Data records:
:::
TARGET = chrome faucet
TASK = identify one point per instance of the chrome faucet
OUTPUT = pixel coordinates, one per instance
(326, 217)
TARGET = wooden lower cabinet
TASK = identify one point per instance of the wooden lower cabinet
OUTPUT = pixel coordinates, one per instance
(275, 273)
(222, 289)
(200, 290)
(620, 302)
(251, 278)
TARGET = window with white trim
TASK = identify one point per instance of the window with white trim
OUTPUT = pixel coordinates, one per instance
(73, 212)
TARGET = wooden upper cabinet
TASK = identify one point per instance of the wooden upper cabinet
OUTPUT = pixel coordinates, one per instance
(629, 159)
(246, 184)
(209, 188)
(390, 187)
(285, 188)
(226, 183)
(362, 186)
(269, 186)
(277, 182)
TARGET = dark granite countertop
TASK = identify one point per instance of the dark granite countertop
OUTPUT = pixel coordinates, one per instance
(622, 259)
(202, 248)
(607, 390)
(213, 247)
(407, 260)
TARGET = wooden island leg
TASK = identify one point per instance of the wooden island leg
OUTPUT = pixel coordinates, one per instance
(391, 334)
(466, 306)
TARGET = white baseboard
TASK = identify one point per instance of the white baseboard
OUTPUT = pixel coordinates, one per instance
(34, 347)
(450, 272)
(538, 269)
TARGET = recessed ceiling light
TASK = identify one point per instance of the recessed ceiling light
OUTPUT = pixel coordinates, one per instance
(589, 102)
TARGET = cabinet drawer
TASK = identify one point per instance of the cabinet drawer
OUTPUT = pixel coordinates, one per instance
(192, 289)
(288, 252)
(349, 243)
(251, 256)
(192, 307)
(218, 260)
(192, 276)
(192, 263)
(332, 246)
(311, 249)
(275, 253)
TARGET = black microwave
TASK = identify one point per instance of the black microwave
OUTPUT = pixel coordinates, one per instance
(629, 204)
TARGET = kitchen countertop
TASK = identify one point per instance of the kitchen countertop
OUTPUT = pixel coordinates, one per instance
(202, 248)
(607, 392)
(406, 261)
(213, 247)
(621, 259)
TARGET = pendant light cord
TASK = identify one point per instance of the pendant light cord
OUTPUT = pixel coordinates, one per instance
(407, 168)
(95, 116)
:::
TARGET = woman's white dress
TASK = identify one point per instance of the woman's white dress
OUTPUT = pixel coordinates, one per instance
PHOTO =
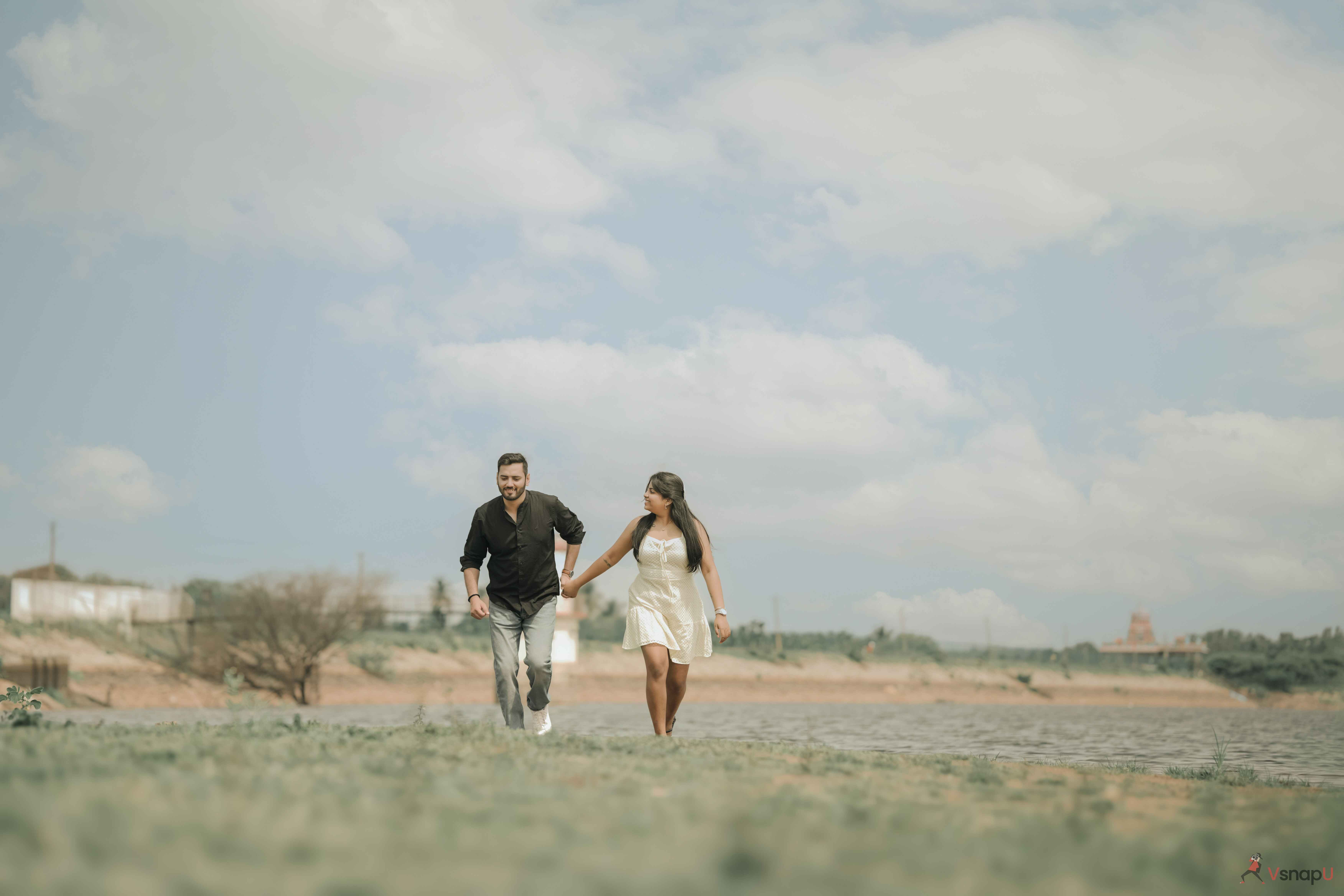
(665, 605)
:::
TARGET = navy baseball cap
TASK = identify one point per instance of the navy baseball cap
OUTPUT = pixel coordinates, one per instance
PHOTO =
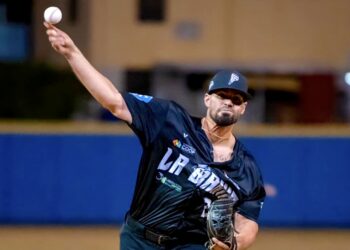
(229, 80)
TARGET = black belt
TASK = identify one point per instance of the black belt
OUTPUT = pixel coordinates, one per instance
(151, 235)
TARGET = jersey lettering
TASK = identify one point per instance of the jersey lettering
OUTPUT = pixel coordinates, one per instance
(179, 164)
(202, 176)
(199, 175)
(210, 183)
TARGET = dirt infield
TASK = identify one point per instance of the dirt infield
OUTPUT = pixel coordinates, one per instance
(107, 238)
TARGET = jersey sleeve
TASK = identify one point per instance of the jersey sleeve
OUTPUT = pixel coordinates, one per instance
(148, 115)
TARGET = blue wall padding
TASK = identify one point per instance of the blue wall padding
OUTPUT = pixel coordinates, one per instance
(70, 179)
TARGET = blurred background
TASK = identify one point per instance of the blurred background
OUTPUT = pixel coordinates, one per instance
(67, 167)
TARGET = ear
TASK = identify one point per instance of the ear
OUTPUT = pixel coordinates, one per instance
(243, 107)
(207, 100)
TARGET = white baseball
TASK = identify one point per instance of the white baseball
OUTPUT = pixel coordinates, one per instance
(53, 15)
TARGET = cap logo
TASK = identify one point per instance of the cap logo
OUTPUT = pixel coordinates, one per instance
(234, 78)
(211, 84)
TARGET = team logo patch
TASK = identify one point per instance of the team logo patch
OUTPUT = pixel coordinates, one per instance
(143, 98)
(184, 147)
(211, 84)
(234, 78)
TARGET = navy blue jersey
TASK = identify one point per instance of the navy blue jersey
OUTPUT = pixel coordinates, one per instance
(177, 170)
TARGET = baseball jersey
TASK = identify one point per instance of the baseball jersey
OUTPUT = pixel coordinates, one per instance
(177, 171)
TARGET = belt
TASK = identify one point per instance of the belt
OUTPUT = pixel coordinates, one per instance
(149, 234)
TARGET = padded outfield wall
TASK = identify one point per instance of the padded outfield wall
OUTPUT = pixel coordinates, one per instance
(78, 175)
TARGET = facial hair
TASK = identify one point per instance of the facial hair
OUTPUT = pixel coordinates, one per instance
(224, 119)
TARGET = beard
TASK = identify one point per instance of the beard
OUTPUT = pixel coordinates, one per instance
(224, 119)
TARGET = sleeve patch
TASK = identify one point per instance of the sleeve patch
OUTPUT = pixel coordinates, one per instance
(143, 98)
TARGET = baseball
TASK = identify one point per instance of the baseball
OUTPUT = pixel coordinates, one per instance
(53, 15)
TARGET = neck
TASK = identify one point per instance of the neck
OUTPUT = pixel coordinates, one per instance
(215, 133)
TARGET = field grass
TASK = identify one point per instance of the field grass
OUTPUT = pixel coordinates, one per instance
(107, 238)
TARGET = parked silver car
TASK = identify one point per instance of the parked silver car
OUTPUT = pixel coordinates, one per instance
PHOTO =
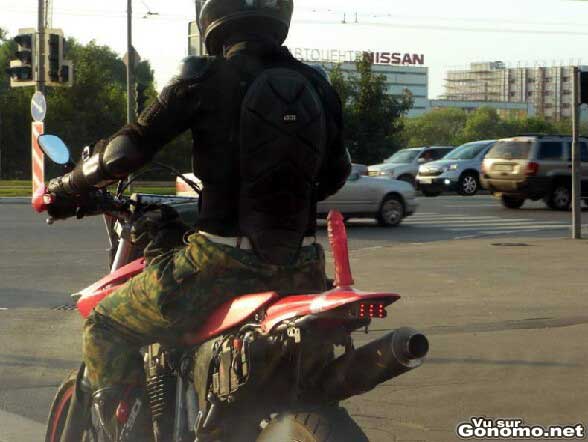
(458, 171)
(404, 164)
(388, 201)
:::
▶ Task goal
The answer must consist of every line from the data that holds the string "outfield".

▶ Response below
TARGET = padded outfield wall
TASK = identify one point per instance of the padded outfield wall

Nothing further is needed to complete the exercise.